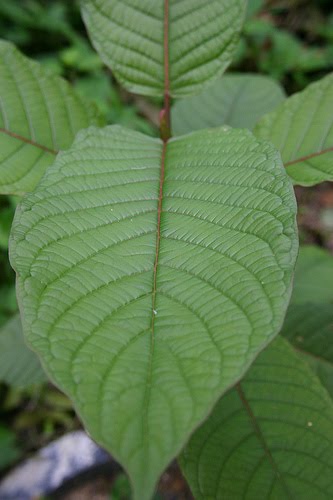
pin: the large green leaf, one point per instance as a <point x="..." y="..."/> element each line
<point x="236" y="100"/>
<point x="19" y="366"/>
<point x="150" y="276"/>
<point x="39" y="115"/>
<point x="270" y="438"/>
<point x="309" y="320"/>
<point x="165" y="45"/>
<point x="302" y="129"/>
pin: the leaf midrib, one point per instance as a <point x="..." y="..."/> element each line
<point x="165" y="139"/>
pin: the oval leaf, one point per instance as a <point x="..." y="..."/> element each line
<point x="269" y="438"/>
<point x="302" y="129"/>
<point x="39" y="115"/>
<point x="150" y="275"/>
<point x="236" y="100"/>
<point x="137" y="40"/>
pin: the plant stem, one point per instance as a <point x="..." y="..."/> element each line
<point x="165" y="120"/>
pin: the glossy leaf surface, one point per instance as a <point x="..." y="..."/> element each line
<point x="236" y="100"/>
<point x="309" y="321"/>
<point x="137" y="38"/>
<point x="302" y="129"/>
<point x="19" y="366"/>
<point x="39" y="115"/>
<point x="269" y="438"/>
<point x="149" y="278"/>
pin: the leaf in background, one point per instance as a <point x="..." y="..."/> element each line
<point x="39" y="115"/>
<point x="6" y="217"/>
<point x="302" y="129"/>
<point x="269" y="438"/>
<point x="253" y="7"/>
<point x="309" y="321"/>
<point x="19" y="366"/>
<point x="150" y="276"/>
<point x="9" y="452"/>
<point x="236" y="100"/>
<point x="200" y="41"/>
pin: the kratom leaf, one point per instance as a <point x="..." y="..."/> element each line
<point x="302" y="129"/>
<point x="160" y="46"/>
<point x="236" y="100"/>
<point x="269" y="438"/>
<point x="253" y="7"/>
<point x="150" y="275"/>
<point x="19" y="366"/>
<point x="39" y="114"/>
<point x="309" y="320"/>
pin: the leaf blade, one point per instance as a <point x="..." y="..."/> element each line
<point x="236" y="100"/>
<point x="138" y="60"/>
<point x="309" y="320"/>
<point x="271" y="434"/>
<point x="99" y="241"/>
<point x="39" y="115"/>
<point x="302" y="129"/>
<point x="19" y="366"/>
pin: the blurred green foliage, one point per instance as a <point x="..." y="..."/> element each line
<point x="290" y="40"/>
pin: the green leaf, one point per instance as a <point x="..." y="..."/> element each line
<point x="39" y="115"/>
<point x="9" y="452"/>
<point x="150" y="276"/>
<point x="19" y="366"/>
<point x="302" y="129"/>
<point x="309" y="320"/>
<point x="197" y="45"/>
<point x="236" y="100"/>
<point x="269" y="438"/>
<point x="253" y="7"/>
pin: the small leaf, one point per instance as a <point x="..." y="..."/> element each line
<point x="269" y="438"/>
<point x="9" y="452"/>
<point x="150" y="276"/>
<point x="302" y="129"/>
<point x="137" y="40"/>
<point x="309" y="321"/>
<point x="236" y="100"/>
<point x="39" y="115"/>
<point x="19" y="366"/>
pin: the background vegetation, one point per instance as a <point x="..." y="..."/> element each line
<point x="290" y="40"/>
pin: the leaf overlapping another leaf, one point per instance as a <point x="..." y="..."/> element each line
<point x="309" y="320"/>
<point x="270" y="438"/>
<point x="302" y="129"/>
<point x="39" y="114"/>
<point x="129" y="36"/>
<point x="144" y="343"/>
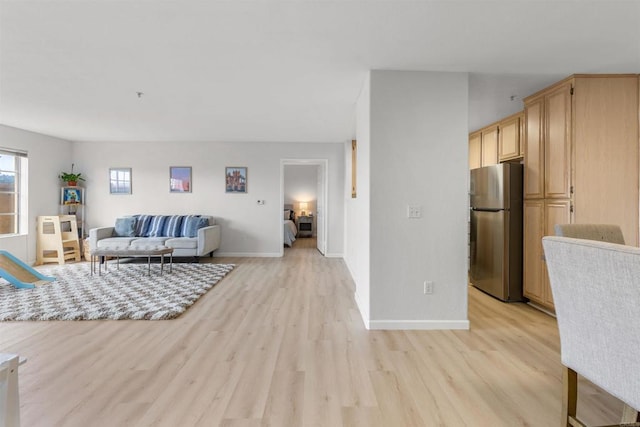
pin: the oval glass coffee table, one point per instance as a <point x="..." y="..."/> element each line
<point x="131" y="252"/>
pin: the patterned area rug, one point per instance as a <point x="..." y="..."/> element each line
<point x="127" y="293"/>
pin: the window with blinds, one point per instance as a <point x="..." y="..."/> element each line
<point x="12" y="197"/>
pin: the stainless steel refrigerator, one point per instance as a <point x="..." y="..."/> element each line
<point x="495" y="238"/>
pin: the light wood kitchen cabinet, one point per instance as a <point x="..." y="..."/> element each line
<point x="483" y="147"/>
<point x="581" y="163"/>
<point x="540" y="218"/>
<point x="522" y="135"/>
<point x="509" y="137"/>
<point x="557" y="142"/>
<point x="490" y="145"/>
<point x="534" y="149"/>
<point x="475" y="150"/>
<point x="533" y="213"/>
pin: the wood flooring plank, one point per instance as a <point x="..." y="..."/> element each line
<point x="280" y="342"/>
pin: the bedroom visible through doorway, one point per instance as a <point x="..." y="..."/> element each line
<point x="303" y="196"/>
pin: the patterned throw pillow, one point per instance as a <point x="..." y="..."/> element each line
<point x="142" y="225"/>
<point x="193" y="224"/>
<point x="125" y="227"/>
<point x="173" y="226"/>
<point x="156" y="227"/>
<point x="185" y="221"/>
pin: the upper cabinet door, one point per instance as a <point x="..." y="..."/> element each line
<point x="475" y="150"/>
<point x="490" y="145"/>
<point x="509" y="138"/>
<point x="534" y="149"/>
<point x="557" y="142"/>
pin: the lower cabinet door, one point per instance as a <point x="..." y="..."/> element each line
<point x="533" y="269"/>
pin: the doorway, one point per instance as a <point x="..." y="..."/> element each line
<point x="303" y="184"/>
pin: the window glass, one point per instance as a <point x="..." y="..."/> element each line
<point x="9" y="193"/>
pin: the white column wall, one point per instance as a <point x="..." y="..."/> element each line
<point x="418" y="134"/>
<point x="357" y="212"/>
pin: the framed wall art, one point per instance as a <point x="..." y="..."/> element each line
<point x="180" y="179"/>
<point x="236" y="179"/>
<point x="120" y="180"/>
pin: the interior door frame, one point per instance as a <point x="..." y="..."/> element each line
<point x="323" y="164"/>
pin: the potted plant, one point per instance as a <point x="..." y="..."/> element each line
<point x="70" y="178"/>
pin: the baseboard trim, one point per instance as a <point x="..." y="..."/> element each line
<point x="334" y="255"/>
<point x="363" y="309"/>
<point x="419" y="324"/>
<point x="247" y="254"/>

* Task description
What you give back must match the material word for word, with no images included.

* Solution to the problem
pin: the large green leaf, one point per instance as a <point x="..." y="..."/> element each line
<point x="236" y="100"/>
<point x="19" y="366"/>
<point x="150" y="276"/>
<point x="39" y="115"/>
<point x="270" y="438"/>
<point x="309" y="320"/>
<point x="165" y="45"/>
<point x="302" y="129"/>
pin: the leaf midrib, one point per instance as a <point x="..." y="..."/> element each line
<point x="165" y="139"/>
pin: the oval leaf, one point per instance as a <point x="..." y="..."/> element each line
<point x="269" y="438"/>
<point x="302" y="129"/>
<point x="39" y="115"/>
<point x="150" y="275"/>
<point x="236" y="100"/>
<point x="137" y="40"/>
pin: the plant stem, one point per instance as a <point x="..." y="..."/> element each line
<point x="165" y="120"/>
pin: the glossy leaf surface, one point per instance as a <point x="..." y="..."/> element each line
<point x="236" y="100"/>
<point x="309" y="321"/>
<point x="137" y="38"/>
<point x="302" y="129"/>
<point x="19" y="366"/>
<point x="39" y="115"/>
<point x="269" y="438"/>
<point x="149" y="278"/>
pin: the leaf in background, one point per instance as a <point x="..." y="..."/> element each line
<point x="39" y="115"/>
<point x="6" y="217"/>
<point x="302" y="129"/>
<point x="269" y="438"/>
<point x="253" y="7"/>
<point x="309" y="321"/>
<point x="19" y="366"/>
<point x="150" y="276"/>
<point x="9" y="452"/>
<point x="236" y="100"/>
<point x="200" y="41"/>
pin: the kratom leaf, one point per instance as a <point x="..." y="..."/> element each line
<point x="302" y="129"/>
<point x="160" y="46"/>
<point x="236" y="100"/>
<point x="269" y="438"/>
<point x="253" y="7"/>
<point x="150" y="275"/>
<point x="19" y="366"/>
<point x="39" y="114"/>
<point x="309" y="320"/>
pin: the leaf blade, one point per instance as a <point x="..." y="..."/> element each line
<point x="236" y="100"/>
<point x="138" y="60"/>
<point x="309" y="320"/>
<point x="271" y="434"/>
<point x="99" y="241"/>
<point x="39" y="115"/>
<point x="302" y="129"/>
<point x="19" y="366"/>
pin: the blurred green foliage, one point per instance as a <point x="..." y="..."/> element each line
<point x="290" y="40"/>
pin: the green leaf, one point per instance as a <point x="..." y="..."/> element each line
<point x="39" y="115"/>
<point x="9" y="452"/>
<point x="150" y="276"/>
<point x="19" y="366"/>
<point x="302" y="129"/>
<point x="309" y="320"/>
<point x="197" y="45"/>
<point x="236" y="100"/>
<point x="269" y="438"/>
<point x="253" y="7"/>
pin: the small leaf, one point per instance as a <point x="..." y="..."/> element each line
<point x="269" y="438"/>
<point x="9" y="452"/>
<point x="150" y="276"/>
<point x="302" y="129"/>
<point x="137" y="40"/>
<point x="309" y="321"/>
<point x="236" y="100"/>
<point x="39" y="115"/>
<point x="19" y="366"/>
pin: the background vegetation, one point per instance as a <point x="..." y="..."/> element each line
<point x="290" y="40"/>
pin: the leaf overlapping another leaf, one point per instance as a <point x="..." y="..."/> element each line
<point x="309" y="320"/>
<point x="270" y="438"/>
<point x="302" y="129"/>
<point x="39" y="114"/>
<point x="129" y="36"/>
<point x="144" y="343"/>
pin: the oval glass coffee table, one point per instance as a <point x="..." y="..."/> element each line
<point x="131" y="252"/>
pin: the patterned area rug, one point per instance as a <point x="..." y="..."/> element each line
<point x="127" y="293"/>
pin: the window with blinds, one point per instance as a <point x="..." y="..."/> element each line
<point x="12" y="197"/>
pin: the stainless steel refrigerator, one point per instance as a <point x="..." y="..."/> element each line
<point x="495" y="238"/>
pin: the light wood kitchen cabinet, one point per instance as a <point x="..." y="..."/> element each line
<point x="483" y="147"/>
<point x="581" y="163"/>
<point x="540" y="218"/>
<point x="522" y="135"/>
<point x="509" y="137"/>
<point x="557" y="142"/>
<point x="490" y="145"/>
<point x="534" y="149"/>
<point x="475" y="150"/>
<point x="533" y="213"/>
pin: the wood flooring plank, one point per instance as a <point x="..." y="..."/> element each line
<point x="280" y="342"/>
pin: the bedroom visible through doorway, one point per instance as a <point x="..." y="..."/> element each line
<point x="303" y="196"/>
pin: the patterned throw pillow, one point per instance as a <point x="..." y="..."/> element each line
<point x="142" y="225"/>
<point x="193" y="224"/>
<point x="125" y="227"/>
<point x="173" y="226"/>
<point x="156" y="227"/>
<point x="185" y="221"/>
pin: the upper cabinet door, one point per instance as a <point x="..." y="..."/> element each line
<point x="475" y="150"/>
<point x="490" y="145"/>
<point x="509" y="138"/>
<point x="534" y="149"/>
<point x="557" y="142"/>
pin: the lower cabinet door, one point per instance as a <point x="..." y="..."/> element each line
<point x="533" y="269"/>
pin: the doorway, one point per instance as a <point x="..." y="..."/> element each line
<point x="303" y="184"/>
pin: the window glass, one point per instance as a <point x="..." y="..."/> element each line
<point x="9" y="193"/>
pin: the white column wall, one point per instance as a <point x="..." y="..."/> element each line
<point x="418" y="134"/>
<point x="357" y="212"/>
pin: the framed wall art, one point per instance as a <point x="..." y="..."/> element each line
<point x="180" y="179"/>
<point x="236" y="179"/>
<point x="120" y="180"/>
pin: the interior door frame, one point per instance as a <point x="..." y="..."/> element each line
<point x="323" y="164"/>
pin: the potted plant, one point per instance as a <point x="..." y="..."/> element each line
<point x="70" y="178"/>
pin: the baseboard trim, one point per instance as a <point x="..." y="..."/> element each line
<point x="334" y="255"/>
<point x="363" y="309"/>
<point x="419" y="324"/>
<point x="247" y="254"/>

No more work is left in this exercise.